◆ **Directions for this task**
Nothing but an exact copy of the listing should appear in the response.

++++ Data provided ++++

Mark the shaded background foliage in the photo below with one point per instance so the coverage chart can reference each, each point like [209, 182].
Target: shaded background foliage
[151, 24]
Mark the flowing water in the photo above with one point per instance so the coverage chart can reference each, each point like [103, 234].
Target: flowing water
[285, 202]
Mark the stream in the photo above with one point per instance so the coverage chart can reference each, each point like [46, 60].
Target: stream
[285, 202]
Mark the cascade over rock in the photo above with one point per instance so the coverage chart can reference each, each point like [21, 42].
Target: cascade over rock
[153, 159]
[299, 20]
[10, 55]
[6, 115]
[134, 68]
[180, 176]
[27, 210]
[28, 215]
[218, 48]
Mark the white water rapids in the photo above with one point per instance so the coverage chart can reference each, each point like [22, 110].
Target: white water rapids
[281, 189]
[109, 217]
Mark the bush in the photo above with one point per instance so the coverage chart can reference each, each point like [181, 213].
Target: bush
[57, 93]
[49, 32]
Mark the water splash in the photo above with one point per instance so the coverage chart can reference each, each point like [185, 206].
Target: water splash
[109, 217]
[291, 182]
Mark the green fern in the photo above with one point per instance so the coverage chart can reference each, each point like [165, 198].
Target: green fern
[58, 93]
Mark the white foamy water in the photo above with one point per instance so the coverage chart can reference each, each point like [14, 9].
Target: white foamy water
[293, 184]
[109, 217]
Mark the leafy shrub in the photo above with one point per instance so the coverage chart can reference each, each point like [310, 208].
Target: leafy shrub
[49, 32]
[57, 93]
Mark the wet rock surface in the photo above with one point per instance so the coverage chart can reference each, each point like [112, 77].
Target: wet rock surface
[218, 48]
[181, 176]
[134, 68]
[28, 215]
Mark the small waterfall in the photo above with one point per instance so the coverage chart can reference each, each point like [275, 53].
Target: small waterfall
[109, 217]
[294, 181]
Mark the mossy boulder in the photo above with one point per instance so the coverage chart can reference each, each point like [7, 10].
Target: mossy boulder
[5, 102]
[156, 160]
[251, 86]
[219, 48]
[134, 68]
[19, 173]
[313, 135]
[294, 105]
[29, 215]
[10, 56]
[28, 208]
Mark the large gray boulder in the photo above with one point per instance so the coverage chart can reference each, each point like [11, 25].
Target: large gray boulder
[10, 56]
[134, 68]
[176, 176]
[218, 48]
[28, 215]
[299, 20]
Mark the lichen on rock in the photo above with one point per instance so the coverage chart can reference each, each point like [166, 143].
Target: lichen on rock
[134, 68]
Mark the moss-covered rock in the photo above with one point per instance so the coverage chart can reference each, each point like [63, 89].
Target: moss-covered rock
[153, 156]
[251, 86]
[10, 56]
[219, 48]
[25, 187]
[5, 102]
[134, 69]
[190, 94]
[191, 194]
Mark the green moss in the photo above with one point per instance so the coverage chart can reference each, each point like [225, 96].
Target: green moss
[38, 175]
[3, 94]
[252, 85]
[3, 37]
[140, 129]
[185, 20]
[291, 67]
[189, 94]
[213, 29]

++++

◆ **Response to the task**
Mark the shaded background foliage in the photo below with one point per instance so the coverage chart can reference each, each point like [209, 182].
Target: shaded background foliage
[151, 24]
Mark the flowing water in the photo above with one point per instance so the coverage chart can reference each, each point like [103, 234].
Target: flowing water
[285, 202]
Mark the stream in the photo above with one point per instance so the coverage chart can reference each, each point like [46, 60].
Target: stream
[285, 202]
Mark the cascade over rock in the photo above with one point per instance so the coverage chart can reference each, each point like [21, 42].
Target: cascade over rock
[153, 159]
[299, 20]
[10, 55]
[6, 115]
[134, 68]
[180, 176]
[27, 210]
[28, 215]
[218, 48]
Mark the white water rapids in the photo above with one point per instance so the coverage chart can reference each, each point like [22, 110].
Target: white water rapids
[281, 189]
[109, 217]
Mark the bush in the photo above with one point per instance so the coverage chart can reference each, each point like [181, 213].
Target: bush
[57, 93]
[49, 32]
Mark the water splash in the photo above with one point per instance so the coverage chart can reference each, each point like [185, 206].
Target: water splash
[109, 217]
[291, 182]
Mark the green fern in the photo above with one point per instance so the coverage chart can reference each, each point like [165, 198].
Target: green fern
[58, 93]
Mark the white foamy water in the photo above with one point per instance so the coverage chart can reference each, each point like [14, 9].
Target: white foamy water
[293, 184]
[109, 217]
Mark the leafy shrub in the photo above with one point per instance so the coverage chart can reference each, each point like [310, 208].
Target: leafy shrub
[49, 32]
[57, 93]
Mark the wet rock surface in the photo above with one point per instance so the coverage chart can reference each, each point like [112, 77].
Target: wet rock surface
[218, 48]
[181, 176]
[134, 68]
[28, 215]
Mark the small waterfall in the photo above with one point per instance so the coverage chart can reference each, each point like [275, 53].
Target: small waterfall
[109, 217]
[294, 181]
Mark the mossy boulder in the photo above with one point per instance so the coverage chart can reference each, each point like [7, 10].
Target: mossy boulder
[5, 102]
[156, 160]
[251, 86]
[219, 48]
[134, 68]
[19, 173]
[313, 135]
[294, 105]
[29, 215]
[10, 56]
[28, 208]
Mark the large gray boulder in the photo above with one point per instance so the coverage chart can reference each, each point like [11, 25].
Target: large gray boulder
[10, 56]
[134, 68]
[176, 176]
[218, 48]
[28, 215]
[299, 20]
Mark the lichen on rock in the photo above with one point per instance so the coverage chart can reference each, each point like [166, 143].
Target: lichen on rock
[134, 68]
Mark the moss-covered rock in the photo above with one point per instance so the coverage chart can reference each, each point like [63, 89].
Target: moss-covered rock
[153, 156]
[251, 86]
[10, 56]
[219, 48]
[25, 187]
[5, 102]
[134, 69]
[190, 94]
[191, 194]
Mark the green moss in the photo above with one point per instance so the coverage chart can reference each, each point like [225, 96].
Target: green moss
[38, 175]
[3, 94]
[252, 85]
[3, 37]
[140, 129]
[185, 20]
[291, 67]
[189, 94]
[213, 29]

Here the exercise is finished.